(本文)
「保証人」
この言葉を時々耳にすることがありませんか。
そして、その役割・責任等をあまり理解せずに引き受けてしまうこともあるかもしれません。
保証人についてご説明する前に、保証債務について簡単に説明させていただきます。

保証債務とは

保証債務とは債権者と保証人となるべき者との間の保証契約により成立するもので、主たる債務とは別の債務のことです。何か大きな借入れをして債務が発生し、その債務の返済のために別途独立して発生する債務です。

 

保証人は、主たる債務者がその債務を履行しないときに、その履行をする責任を負うのです。

 

また、保証人は主たる債務者に代わって債務の弁済をしたときは、主たる債務者に対して求償することができます。ここで言う求償とは、保証人が主たる債務者に代わって支払った金銭を主たる債務者に請求することです。

 

例えば、CはBのAに対する債務について、Aとの間で保証人となる契約を締結しました。
この場合、保証人Cは主たる債務者Bが債務を履行しなければ、主たる債務者Bに代わって債務を履行する責任を負うという債務(保証債務)を負います。

(提供資料)
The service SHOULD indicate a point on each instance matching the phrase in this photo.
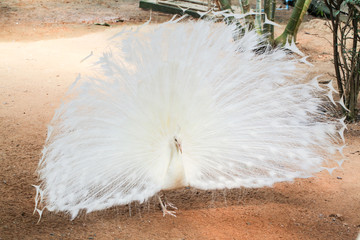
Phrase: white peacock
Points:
(195, 109)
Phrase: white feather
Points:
(243, 119)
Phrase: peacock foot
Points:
(164, 207)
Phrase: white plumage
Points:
(182, 104)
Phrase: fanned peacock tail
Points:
(239, 119)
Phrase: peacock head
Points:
(177, 142)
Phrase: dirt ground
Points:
(42, 45)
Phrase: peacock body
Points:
(182, 104)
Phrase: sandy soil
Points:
(42, 45)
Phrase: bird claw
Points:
(168, 204)
(172, 213)
(164, 206)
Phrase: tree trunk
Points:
(289, 32)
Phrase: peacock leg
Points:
(169, 204)
(163, 207)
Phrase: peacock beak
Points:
(178, 147)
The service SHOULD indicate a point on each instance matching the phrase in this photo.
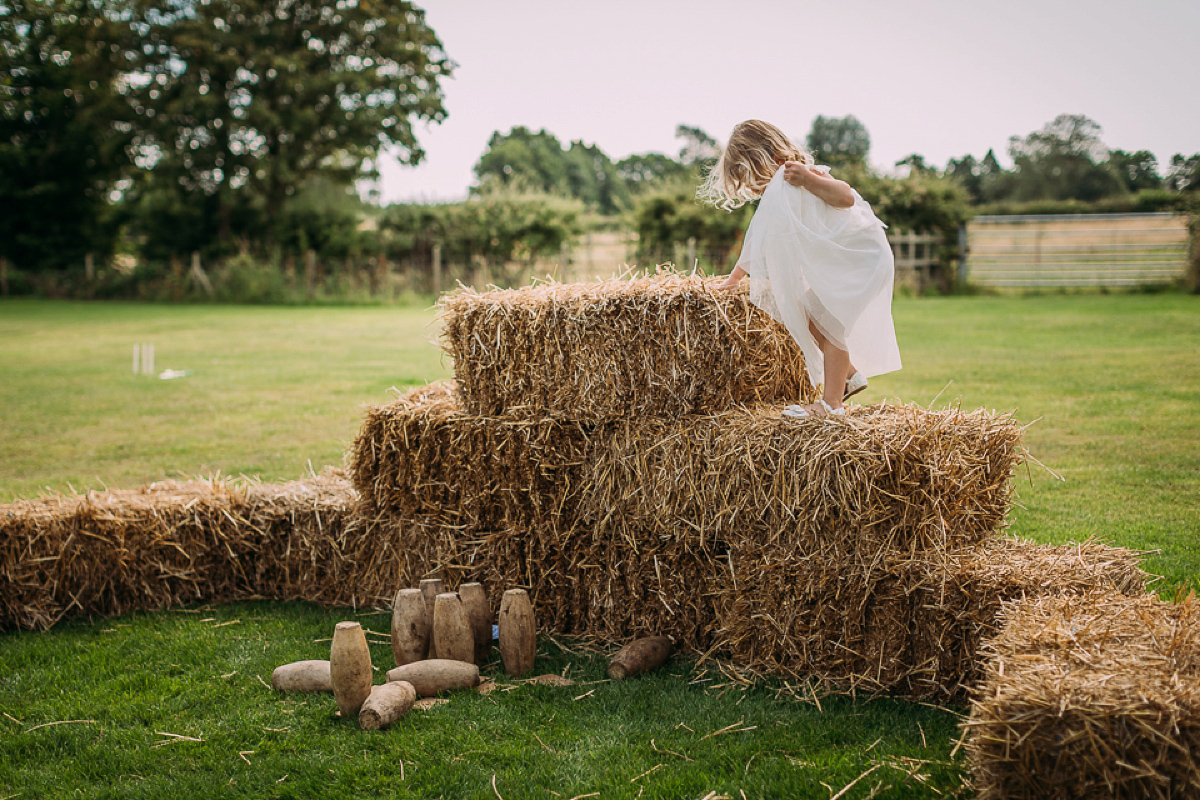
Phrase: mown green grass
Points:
(127, 684)
(271, 389)
(1109, 384)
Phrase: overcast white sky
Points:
(941, 78)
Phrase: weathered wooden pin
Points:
(436, 675)
(453, 637)
(640, 656)
(409, 631)
(349, 667)
(474, 600)
(519, 632)
(303, 677)
(385, 704)
(430, 589)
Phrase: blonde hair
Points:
(748, 162)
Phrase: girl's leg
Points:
(823, 343)
(838, 368)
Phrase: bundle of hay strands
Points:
(665, 344)
(880, 483)
(425, 455)
(913, 629)
(303, 530)
(957, 607)
(112, 552)
(883, 482)
(1090, 696)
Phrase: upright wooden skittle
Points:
(349, 668)
(519, 632)
(409, 631)
(474, 600)
(451, 630)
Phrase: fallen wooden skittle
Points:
(640, 656)
(436, 675)
(349, 667)
(409, 632)
(430, 590)
(303, 677)
(385, 704)
(474, 600)
(453, 637)
(519, 632)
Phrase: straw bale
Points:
(883, 482)
(424, 455)
(886, 480)
(303, 529)
(958, 607)
(913, 626)
(112, 552)
(1090, 696)
(663, 344)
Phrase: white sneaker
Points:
(855, 384)
(799, 411)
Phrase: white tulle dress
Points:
(807, 260)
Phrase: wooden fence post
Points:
(437, 268)
(198, 274)
(310, 272)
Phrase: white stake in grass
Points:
(143, 359)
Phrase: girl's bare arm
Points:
(733, 280)
(831, 190)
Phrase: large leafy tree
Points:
(1065, 160)
(839, 140)
(256, 97)
(528, 161)
(63, 131)
(1183, 173)
(1137, 170)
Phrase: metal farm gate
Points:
(1077, 250)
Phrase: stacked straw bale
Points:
(171, 543)
(424, 455)
(112, 552)
(304, 530)
(861, 549)
(1090, 696)
(666, 344)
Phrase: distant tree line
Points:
(141, 132)
(221, 126)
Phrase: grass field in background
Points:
(1108, 384)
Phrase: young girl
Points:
(817, 259)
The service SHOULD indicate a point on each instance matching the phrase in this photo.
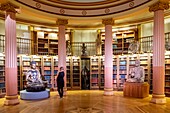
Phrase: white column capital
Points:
(160, 5)
(9, 7)
(62, 22)
(108, 21)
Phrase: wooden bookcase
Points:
(101, 72)
(94, 72)
(115, 73)
(167, 74)
(19, 73)
(121, 71)
(76, 72)
(69, 76)
(2, 76)
(121, 41)
(47, 70)
(25, 66)
(47, 42)
(146, 63)
(54, 71)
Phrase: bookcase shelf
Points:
(25, 63)
(120, 41)
(47, 42)
(47, 70)
(69, 77)
(76, 73)
(94, 72)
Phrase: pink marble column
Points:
(11, 97)
(158, 95)
(108, 84)
(62, 49)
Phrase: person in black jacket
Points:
(60, 81)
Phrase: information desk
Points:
(137, 90)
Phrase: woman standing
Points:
(60, 81)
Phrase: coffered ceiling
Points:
(83, 13)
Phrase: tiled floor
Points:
(87, 101)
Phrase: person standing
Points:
(60, 81)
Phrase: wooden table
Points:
(137, 90)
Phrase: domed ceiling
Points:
(83, 13)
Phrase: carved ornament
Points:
(62, 22)
(159, 6)
(108, 21)
(9, 7)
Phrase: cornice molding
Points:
(159, 6)
(62, 22)
(9, 7)
(108, 21)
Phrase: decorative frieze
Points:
(159, 6)
(108, 21)
(9, 7)
(62, 22)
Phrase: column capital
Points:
(62, 22)
(108, 21)
(160, 5)
(9, 7)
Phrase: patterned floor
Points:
(85, 101)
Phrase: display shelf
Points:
(54, 71)
(2, 76)
(122, 71)
(102, 77)
(25, 67)
(53, 47)
(19, 73)
(167, 74)
(114, 73)
(47, 70)
(121, 41)
(94, 72)
(47, 42)
(76, 73)
(69, 77)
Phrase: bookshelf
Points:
(19, 72)
(94, 72)
(115, 72)
(25, 67)
(122, 71)
(76, 72)
(167, 74)
(101, 69)
(54, 71)
(2, 76)
(69, 77)
(120, 41)
(47, 70)
(47, 42)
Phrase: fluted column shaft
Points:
(62, 48)
(11, 97)
(108, 84)
(158, 95)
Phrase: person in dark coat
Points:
(60, 81)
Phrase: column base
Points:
(11, 100)
(108, 91)
(158, 99)
(65, 91)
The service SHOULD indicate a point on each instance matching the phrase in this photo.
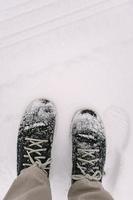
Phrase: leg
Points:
(88, 157)
(88, 190)
(31, 184)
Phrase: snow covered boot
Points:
(88, 146)
(35, 135)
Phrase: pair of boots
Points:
(35, 140)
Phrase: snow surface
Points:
(78, 54)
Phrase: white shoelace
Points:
(37, 159)
(87, 152)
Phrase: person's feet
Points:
(35, 135)
(88, 146)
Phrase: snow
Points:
(77, 54)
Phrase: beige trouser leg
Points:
(31, 184)
(88, 190)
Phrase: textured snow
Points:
(77, 54)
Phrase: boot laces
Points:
(39, 158)
(95, 174)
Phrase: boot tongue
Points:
(35, 125)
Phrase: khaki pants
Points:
(33, 184)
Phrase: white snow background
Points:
(77, 53)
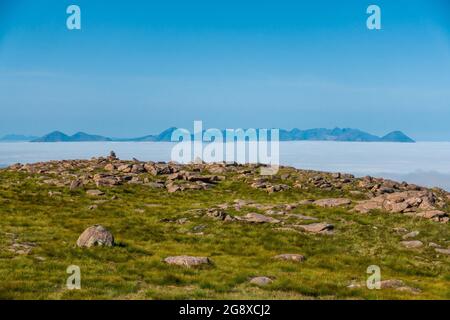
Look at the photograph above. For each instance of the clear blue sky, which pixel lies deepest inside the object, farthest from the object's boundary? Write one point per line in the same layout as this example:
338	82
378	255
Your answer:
138	67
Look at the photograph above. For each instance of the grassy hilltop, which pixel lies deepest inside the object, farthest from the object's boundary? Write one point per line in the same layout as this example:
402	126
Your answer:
230	214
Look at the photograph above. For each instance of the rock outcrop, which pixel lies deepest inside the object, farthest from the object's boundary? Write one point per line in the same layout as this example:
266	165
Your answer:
95	236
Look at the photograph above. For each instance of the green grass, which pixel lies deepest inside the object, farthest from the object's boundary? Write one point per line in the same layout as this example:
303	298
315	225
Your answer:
134	269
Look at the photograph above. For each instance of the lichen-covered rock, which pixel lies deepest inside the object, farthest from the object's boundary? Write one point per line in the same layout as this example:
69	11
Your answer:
330	203
414	244
258	218
261	281
95	236
290	257
187	261
322	228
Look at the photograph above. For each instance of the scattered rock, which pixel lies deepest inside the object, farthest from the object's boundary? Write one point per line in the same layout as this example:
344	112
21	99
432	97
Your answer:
330	203
443	251
414	244
258	218
94	193
411	235
322	228
290	257
76	184
187	261
261	281
96	235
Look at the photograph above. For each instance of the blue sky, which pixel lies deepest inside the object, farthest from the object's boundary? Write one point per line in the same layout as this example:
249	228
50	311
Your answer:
138	67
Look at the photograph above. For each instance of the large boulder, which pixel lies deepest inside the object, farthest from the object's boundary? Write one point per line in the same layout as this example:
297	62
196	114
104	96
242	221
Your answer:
322	228
96	235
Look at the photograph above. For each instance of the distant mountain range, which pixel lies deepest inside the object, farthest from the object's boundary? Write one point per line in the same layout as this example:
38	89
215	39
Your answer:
319	134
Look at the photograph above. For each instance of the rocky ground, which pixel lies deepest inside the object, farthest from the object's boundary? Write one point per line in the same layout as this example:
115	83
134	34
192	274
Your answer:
164	230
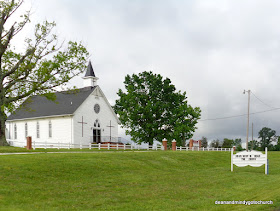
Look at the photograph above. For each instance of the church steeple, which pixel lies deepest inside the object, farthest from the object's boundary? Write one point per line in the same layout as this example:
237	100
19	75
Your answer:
90	79
90	71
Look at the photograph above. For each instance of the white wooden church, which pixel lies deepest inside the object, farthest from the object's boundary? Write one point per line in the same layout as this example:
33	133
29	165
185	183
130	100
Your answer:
76	117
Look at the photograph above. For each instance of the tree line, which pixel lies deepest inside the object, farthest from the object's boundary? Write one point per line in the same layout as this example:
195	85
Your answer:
266	137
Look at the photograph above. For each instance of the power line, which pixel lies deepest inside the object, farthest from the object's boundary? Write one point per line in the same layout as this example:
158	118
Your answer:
262	101
240	115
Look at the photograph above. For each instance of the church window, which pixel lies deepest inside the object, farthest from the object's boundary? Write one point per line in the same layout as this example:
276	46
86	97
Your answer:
96	123
15	131
38	130
96	132
97	108
26	129
50	129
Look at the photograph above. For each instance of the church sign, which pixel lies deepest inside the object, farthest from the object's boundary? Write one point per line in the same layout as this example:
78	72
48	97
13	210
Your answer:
249	158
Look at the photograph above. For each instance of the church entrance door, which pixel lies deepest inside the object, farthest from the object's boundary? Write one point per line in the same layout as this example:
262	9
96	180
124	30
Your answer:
96	136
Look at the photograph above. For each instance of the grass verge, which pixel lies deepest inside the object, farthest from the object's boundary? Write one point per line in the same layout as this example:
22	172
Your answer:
157	180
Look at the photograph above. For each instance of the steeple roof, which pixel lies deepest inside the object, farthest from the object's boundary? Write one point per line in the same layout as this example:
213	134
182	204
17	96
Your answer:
90	71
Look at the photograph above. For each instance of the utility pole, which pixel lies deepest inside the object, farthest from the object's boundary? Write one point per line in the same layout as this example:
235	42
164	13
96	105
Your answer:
252	131
249	92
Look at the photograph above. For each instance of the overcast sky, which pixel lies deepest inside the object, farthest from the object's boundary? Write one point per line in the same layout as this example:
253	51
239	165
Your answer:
213	50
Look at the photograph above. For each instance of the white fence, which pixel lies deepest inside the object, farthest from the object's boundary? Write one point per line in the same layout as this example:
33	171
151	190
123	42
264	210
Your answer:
115	146
202	149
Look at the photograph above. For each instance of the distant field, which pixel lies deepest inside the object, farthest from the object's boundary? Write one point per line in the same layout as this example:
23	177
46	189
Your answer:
9	149
155	180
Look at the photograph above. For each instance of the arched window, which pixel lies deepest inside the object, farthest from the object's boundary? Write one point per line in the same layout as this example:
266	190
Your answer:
96	132
38	129
26	129
96	123
15	131
50	129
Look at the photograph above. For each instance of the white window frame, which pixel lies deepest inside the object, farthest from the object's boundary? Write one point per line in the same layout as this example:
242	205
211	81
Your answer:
37	130
15	131
26	129
50	129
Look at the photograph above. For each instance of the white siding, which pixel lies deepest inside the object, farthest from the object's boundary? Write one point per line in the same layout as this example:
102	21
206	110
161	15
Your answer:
86	110
61	130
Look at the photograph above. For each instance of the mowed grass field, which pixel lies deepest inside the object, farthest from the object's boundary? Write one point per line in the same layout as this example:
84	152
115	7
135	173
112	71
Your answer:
155	180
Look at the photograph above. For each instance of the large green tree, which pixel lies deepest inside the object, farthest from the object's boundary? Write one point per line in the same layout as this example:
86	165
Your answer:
266	136
227	143
42	66
204	142
151	109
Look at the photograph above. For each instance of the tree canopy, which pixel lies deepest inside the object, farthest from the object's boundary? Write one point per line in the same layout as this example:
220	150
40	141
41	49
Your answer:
42	66
266	136
151	109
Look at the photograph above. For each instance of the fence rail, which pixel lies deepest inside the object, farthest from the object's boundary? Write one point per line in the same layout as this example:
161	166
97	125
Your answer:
202	149
108	146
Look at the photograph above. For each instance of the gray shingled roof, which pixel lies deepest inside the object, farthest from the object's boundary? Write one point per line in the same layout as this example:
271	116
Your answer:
90	71
66	102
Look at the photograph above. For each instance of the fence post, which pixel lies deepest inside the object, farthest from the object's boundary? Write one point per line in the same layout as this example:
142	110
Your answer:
28	142
164	143
174	145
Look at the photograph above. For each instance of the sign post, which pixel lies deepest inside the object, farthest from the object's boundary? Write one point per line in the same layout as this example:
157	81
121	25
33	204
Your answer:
249	158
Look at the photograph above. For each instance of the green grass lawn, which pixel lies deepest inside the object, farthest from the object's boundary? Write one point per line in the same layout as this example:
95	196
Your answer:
10	149
155	180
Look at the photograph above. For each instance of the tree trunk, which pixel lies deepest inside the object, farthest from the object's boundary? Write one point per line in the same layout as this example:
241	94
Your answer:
3	118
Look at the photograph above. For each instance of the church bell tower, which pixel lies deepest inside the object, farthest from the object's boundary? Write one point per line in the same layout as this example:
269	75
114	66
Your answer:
90	79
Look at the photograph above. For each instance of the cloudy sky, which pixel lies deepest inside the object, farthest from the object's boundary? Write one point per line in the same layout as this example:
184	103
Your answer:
213	50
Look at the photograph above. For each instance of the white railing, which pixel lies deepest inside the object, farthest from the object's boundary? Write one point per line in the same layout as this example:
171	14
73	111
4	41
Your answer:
202	149
108	146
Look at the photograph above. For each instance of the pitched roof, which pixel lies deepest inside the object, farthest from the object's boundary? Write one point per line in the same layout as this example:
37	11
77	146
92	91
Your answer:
90	71
66	103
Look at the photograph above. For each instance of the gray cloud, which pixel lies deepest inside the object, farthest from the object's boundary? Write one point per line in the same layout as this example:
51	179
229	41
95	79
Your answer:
213	50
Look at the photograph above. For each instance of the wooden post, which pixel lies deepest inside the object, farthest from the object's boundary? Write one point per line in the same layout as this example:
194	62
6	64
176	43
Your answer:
265	170
232	159
174	145
29	142
164	143
191	143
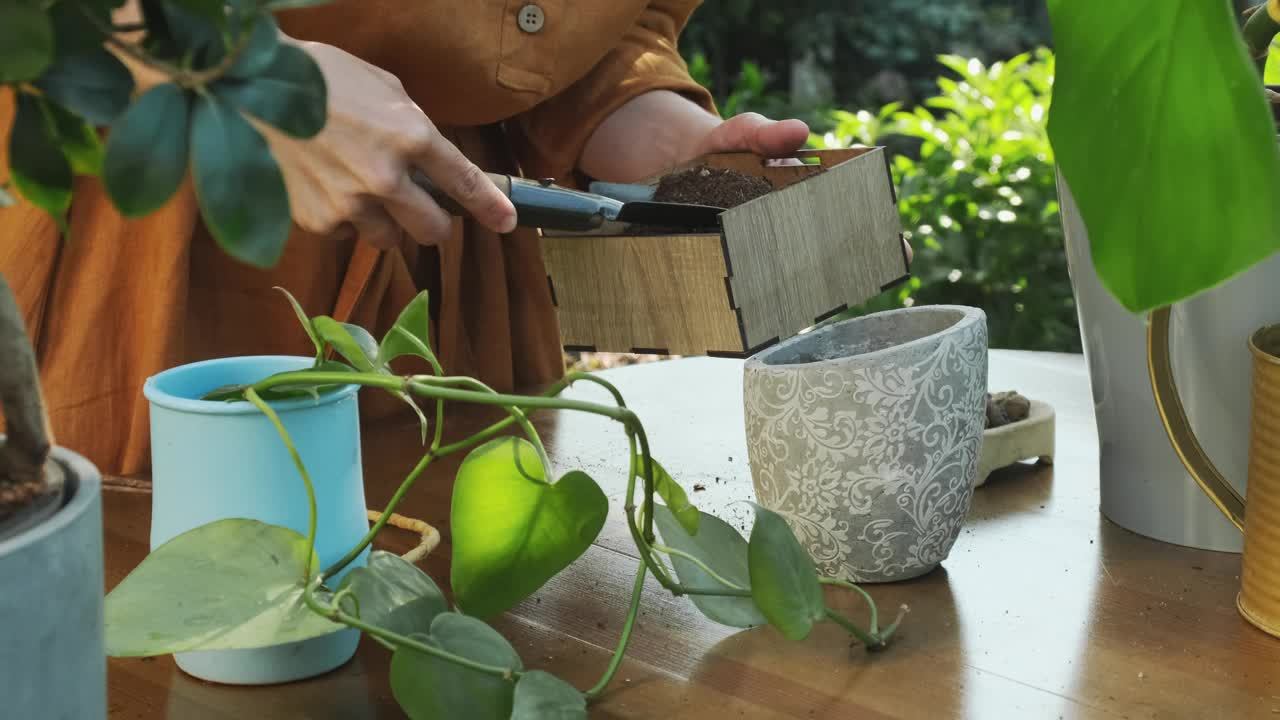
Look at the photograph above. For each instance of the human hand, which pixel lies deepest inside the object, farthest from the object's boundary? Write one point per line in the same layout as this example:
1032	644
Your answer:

(記述課題)
**a)** 保証債務に関する本文に基づき、保証人が主たる債務者に対して求償できるのはどのような場合かを述べ、あわせて「求償」の意味を説明してください。
**b)** 保証債務に関する本文を、最後の文の続きから書き継いでください。

(結果一覧)
**a)** 保証人は、主たる債務者に代わって債務の弁済をしたときに、主たる債務者に対して求償することができます。ここでいう求償とは、保証人が主たる債務者に代わって支払った金銭を主たる債務者に請求することです。

**b)**
そして、保証人Cが債務を弁済したときは、原則として主たる債務者Bに対して求償(返済を求める)することができるのです。

 

保証契約は、保証人が自己の責任を十分に認識していないことが多いため、保証契約を慎重にさせ保証人を保護するために、書面で記録する必要があります。
口約束ではだめなのです。

保証債務の性質

保証債務は、主たる債務者がその債務を履行しない場合に初めて履行を求められます。

 

保証人には、債権者から債務の履行を求められた時に、「催告の抗弁権」および「検索の抗弁権」を行使することが原則認められています。

① 催告の抗弁権
債権者が保証人に債務の履行を請求したときは、保証人はまず主たる債務者に催告(主たる債務者に請求すること)をすべき旨を主張することができます。

 

ただし、主たる債務者が破産手続開始の決定を受けたとき、またはその行方が知れないときには主張することができません。

 

例えば、CはBのAに対する100万円の債務について、Aとの間で保証人となる契約を締結したとします。
この場合、債権者Aがいきなり保証人Cに請求したときは、保証人Cは原則として「まず主たる債務者Bに請求してください」と主張することができます。

② 検索の抗弁権
債権者が主たる債務者に催告をした後であっても、保証人が主たる債務者に弁済をする資力があり、かつ、執行(主たる債務者に請求すること)が容易であることを証明したときは、債権者はまず主たる債務者の財産について執行しなければなりません。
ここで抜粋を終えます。